(WHAT YOU ARE ASKED TO DO)
Find "For the image above, where does the antenna" in the material below, then copy that line and every subsequent line to the end, exactly.

(GIVEN INFORMATION)
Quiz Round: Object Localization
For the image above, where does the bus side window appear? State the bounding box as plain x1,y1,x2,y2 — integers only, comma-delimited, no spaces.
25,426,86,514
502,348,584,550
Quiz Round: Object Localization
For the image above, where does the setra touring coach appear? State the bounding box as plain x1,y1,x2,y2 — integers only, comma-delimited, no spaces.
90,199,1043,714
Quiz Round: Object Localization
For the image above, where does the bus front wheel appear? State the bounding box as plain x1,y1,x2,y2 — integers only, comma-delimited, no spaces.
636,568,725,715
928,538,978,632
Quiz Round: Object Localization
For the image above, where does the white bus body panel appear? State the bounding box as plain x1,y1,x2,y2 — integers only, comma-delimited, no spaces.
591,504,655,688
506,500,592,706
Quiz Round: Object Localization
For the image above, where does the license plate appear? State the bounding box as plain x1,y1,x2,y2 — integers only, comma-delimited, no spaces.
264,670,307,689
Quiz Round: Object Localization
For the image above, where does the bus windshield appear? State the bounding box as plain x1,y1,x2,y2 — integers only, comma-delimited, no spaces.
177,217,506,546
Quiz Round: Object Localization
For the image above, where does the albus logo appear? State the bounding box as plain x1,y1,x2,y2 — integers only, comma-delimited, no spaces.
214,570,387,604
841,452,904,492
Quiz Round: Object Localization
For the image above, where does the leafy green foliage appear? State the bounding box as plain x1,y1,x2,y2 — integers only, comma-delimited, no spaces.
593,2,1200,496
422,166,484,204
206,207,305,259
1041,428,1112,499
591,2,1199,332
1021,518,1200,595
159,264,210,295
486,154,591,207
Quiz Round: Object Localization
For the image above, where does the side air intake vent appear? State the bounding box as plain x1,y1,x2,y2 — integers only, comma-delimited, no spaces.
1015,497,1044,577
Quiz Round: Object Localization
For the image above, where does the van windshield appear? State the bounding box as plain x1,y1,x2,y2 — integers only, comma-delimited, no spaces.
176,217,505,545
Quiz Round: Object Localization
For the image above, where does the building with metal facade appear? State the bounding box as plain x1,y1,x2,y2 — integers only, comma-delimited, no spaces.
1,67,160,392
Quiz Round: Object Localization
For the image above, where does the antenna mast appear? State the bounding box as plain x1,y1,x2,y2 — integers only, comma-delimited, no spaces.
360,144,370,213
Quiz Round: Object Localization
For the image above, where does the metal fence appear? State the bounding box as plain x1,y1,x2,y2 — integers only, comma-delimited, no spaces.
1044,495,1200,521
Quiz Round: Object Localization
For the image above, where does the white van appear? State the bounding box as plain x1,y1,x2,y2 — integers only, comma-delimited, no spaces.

(SOLUTION)
For the image above, where does the antenna mast appear? State the bounding box as plain x1,y1,x2,y2 — integers only, comma-delimited, no spaces.
360,144,370,213
Quiz Round: Object Localization
For the image above, where does the metal fence appear? State the bounding box as plain x1,y1,x2,y2 — integers only, comma-delimited, no spaces.
1044,495,1200,521
Quiz Round: Object Localization
For the image above, where does the white van appear? State the bounding box as plain x1,y1,x2,y2 — integers only, comma-delimited, no spaces.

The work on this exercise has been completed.